[Recorded data]

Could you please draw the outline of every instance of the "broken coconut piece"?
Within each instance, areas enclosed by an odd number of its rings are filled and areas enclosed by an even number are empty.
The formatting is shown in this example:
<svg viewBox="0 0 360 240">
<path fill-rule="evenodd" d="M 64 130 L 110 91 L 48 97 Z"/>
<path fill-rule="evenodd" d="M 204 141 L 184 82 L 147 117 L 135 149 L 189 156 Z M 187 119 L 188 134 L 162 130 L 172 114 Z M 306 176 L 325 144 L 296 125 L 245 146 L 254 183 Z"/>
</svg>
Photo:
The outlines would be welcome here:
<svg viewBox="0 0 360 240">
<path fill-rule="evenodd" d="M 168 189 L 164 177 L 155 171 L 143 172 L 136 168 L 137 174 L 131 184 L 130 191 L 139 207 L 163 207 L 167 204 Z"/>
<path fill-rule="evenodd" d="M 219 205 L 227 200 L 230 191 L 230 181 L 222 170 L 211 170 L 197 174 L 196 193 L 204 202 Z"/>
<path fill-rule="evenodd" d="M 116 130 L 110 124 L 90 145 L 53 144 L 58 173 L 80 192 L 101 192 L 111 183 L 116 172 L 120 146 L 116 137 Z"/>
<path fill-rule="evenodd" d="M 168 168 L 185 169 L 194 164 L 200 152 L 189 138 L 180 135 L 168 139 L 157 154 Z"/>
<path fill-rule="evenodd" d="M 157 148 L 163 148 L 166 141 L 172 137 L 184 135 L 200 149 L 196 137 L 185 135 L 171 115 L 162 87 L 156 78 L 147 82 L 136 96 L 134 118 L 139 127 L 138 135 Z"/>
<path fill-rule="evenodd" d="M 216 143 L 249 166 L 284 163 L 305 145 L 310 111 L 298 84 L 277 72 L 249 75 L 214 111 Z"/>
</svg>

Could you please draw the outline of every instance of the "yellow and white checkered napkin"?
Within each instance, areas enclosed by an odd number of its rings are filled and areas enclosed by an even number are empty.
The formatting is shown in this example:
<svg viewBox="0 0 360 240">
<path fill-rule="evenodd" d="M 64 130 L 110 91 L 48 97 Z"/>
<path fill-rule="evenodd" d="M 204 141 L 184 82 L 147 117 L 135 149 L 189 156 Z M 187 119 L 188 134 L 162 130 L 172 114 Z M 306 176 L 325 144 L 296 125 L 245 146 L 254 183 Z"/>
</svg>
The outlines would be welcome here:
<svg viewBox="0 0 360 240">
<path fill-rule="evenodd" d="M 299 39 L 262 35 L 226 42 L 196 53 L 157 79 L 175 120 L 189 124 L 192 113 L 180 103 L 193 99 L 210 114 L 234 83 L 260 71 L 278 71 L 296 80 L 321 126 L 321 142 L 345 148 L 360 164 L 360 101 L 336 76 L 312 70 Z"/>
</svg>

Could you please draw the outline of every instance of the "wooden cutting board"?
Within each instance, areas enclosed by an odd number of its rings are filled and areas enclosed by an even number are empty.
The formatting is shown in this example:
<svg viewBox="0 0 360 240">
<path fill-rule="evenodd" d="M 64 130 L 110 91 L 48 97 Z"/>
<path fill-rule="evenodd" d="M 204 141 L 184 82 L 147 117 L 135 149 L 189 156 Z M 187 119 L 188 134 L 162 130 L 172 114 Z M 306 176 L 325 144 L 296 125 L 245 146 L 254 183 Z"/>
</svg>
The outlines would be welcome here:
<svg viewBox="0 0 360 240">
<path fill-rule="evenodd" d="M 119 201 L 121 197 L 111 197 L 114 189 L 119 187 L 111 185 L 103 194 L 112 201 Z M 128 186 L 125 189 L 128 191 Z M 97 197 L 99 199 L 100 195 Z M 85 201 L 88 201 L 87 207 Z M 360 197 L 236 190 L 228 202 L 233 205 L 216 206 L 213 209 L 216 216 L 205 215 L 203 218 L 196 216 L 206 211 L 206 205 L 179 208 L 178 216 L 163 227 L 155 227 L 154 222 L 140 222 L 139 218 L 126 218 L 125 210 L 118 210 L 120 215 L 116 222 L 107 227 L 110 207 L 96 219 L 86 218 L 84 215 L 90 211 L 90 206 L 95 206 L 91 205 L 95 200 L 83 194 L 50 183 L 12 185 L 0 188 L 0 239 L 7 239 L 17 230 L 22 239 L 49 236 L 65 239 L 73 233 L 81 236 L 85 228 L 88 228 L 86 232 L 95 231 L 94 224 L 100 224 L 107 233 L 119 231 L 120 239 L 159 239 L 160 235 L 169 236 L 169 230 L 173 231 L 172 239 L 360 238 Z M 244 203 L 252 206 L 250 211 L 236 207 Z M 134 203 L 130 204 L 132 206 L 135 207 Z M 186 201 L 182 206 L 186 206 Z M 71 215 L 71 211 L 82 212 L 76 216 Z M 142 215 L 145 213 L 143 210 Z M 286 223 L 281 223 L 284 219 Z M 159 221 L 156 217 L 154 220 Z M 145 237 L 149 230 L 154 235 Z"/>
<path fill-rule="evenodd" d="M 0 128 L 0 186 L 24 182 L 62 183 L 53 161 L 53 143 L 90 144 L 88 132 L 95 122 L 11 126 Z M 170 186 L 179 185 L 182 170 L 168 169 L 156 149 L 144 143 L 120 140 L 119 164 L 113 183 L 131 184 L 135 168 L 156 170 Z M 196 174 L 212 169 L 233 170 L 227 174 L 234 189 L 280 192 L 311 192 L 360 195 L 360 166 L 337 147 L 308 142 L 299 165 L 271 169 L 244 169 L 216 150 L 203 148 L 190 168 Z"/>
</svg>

| What you need to do |
Write the records above out again precisely.

| The completed task |
Could you please draw the outline of every instance of the "broken coconut piece"?
Within each instance, areas enclosed by an odd number of its rings are filled and areas enclosed by an even number are empty.
The formatting is shown in this example:
<svg viewBox="0 0 360 240">
<path fill-rule="evenodd" d="M 64 130 L 110 91 L 48 97 Z"/>
<path fill-rule="evenodd" d="M 204 141 L 184 82 L 147 117 L 135 149 L 189 156 Z M 187 119 L 188 134 L 162 130 L 172 114 Z M 306 176 L 325 144 L 296 125 L 245 146 L 254 183 Z"/>
</svg>
Photo:
The outlines would be welcome here:
<svg viewBox="0 0 360 240">
<path fill-rule="evenodd" d="M 168 189 L 164 177 L 155 171 L 143 172 L 136 168 L 137 174 L 131 184 L 130 191 L 139 207 L 163 207 L 167 204 Z"/>
<path fill-rule="evenodd" d="M 219 205 L 227 200 L 230 191 L 230 181 L 222 170 L 211 170 L 197 174 L 196 193 L 204 202 Z"/>
<path fill-rule="evenodd" d="M 116 130 L 110 124 L 90 145 L 53 144 L 58 173 L 80 192 L 101 192 L 111 183 L 116 172 L 120 146 L 116 137 Z"/>
<path fill-rule="evenodd" d="M 168 168 L 185 169 L 194 164 L 200 152 L 189 138 L 180 135 L 168 139 L 157 154 Z"/>
<path fill-rule="evenodd" d="M 157 148 L 163 148 L 166 141 L 172 137 L 184 135 L 200 149 L 196 137 L 185 135 L 171 115 L 162 87 L 156 78 L 147 82 L 136 96 L 134 118 L 139 127 L 138 135 Z"/>
<path fill-rule="evenodd" d="M 216 143 L 249 166 L 284 163 L 305 145 L 310 111 L 298 84 L 277 72 L 249 75 L 214 111 Z"/>
</svg>

Could you please draw the outline of every instance of the "yellow and white checkered napkin"?
Within each instance, areas enclosed by an odd number of its rings are filled and areas enclosed by an even number are empty.
The formatting is shown in this example:
<svg viewBox="0 0 360 240">
<path fill-rule="evenodd" d="M 64 130 L 110 91 L 48 97 Z"/>
<path fill-rule="evenodd" d="M 204 141 L 184 82 L 147 117 L 135 149 L 189 156 Z M 187 119 L 188 134 L 162 130 L 172 114 Z M 306 176 L 325 144 L 296 125 L 245 146 L 254 183 Z"/>
</svg>
The outlines would be welcome here:
<svg viewBox="0 0 360 240">
<path fill-rule="evenodd" d="M 299 39 L 262 35 L 226 42 L 196 53 L 157 79 L 175 120 L 189 124 L 192 113 L 180 103 L 193 99 L 210 114 L 234 83 L 260 71 L 278 71 L 296 80 L 321 126 L 321 142 L 345 148 L 360 164 L 360 101 L 336 76 L 312 70 Z"/>
</svg>

Could you please draw the outline of every instance of the "wooden cutting board"?
Within each instance, areas enclosed by an odd number of its rings are filled and areas enclosed by an even number are empty.
The formatting is shown in this example:
<svg viewBox="0 0 360 240">
<path fill-rule="evenodd" d="M 64 130 L 110 91 L 48 97 Z"/>
<path fill-rule="evenodd" d="M 204 141 L 184 82 L 147 117 L 135 149 L 189 156 Z M 187 119 L 188 134 L 162 130 L 172 114 Z M 306 176 L 325 144 L 296 125 L 245 146 L 254 183 Z"/>
</svg>
The outlines would be welcome here:
<svg viewBox="0 0 360 240">
<path fill-rule="evenodd" d="M 119 201 L 121 197 L 111 197 L 114 189 L 119 187 L 111 185 L 103 194 L 112 201 Z M 128 186 L 125 189 L 128 191 Z M 97 197 L 99 199 L 100 195 Z M 85 201 L 88 201 L 87 207 Z M 360 197 L 236 190 L 228 202 L 233 205 L 216 206 L 213 209 L 216 216 L 205 215 L 203 218 L 196 216 L 206 211 L 206 205 L 179 208 L 178 216 L 163 227 L 155 227 L 154 222 L 140 222 L 139 218 L 126 218 L 125 210 L 118 210 L 120 215 L 116 222 L 107 227 L 110 207 L 96 219 L 86 218 L 84 215 L 90 211 L 90 206 L 95 206 L 91 205 L 95 200 L 83 194 L 50 183 L 12 185 L 0 188 L 0 239 L 7 239 L 17 230 L 22 239 L 49 236 L 65 239 L 73 233 L 81 236 L 85 228 L 88 228 L 86 232 L 95 231 L 94 224 L 100 224 L 107 233 L 119 231 L 120 239 L 159 239 L 160 235 L 169 236 L 169 230 L 173 231 L 172 239 L 360 238 Z M 244 203 L 252 206 L 250 211 L 236 207 Z M 134 203 L 130 204 L 132 206 L 135 207 Z M 186 201 L 182 206 L 186 206 Z M 71 215 L 71 211 L 82 212 L 76 216 Z M 142 215 L 145 213 L 143 210 Z M 286 223 L 281 223 L 284 219 Z M 159 221 L 156 217 L 154 220 Z M 145 237 L 149 230 L 154 235 Z"/>
<path fill-rule="evenodd" d="M 0 128 L 0 186 L 24 182 L 62 183 L 53 161 L 53 143 L 90 144 L 88 132 L 95 122 L 11 126 Z M 170 186 L 179 185 L 182 170 L 168 169 L 156 149 L 144 143 L 120 140 L 119 164 L 113 183 L 131 184 L 135 168 L 156 170 Z M 196 174 L 212 169 L 233 170 L 227 174 L 234 189 L 280 192 L 311 192 L 360 195 L 360 166 L 337 147 L 308 142 L 299 165 L 271 169 L 244 169 L 216 150 L 203 148 L 190 168 Z"/>
</svg>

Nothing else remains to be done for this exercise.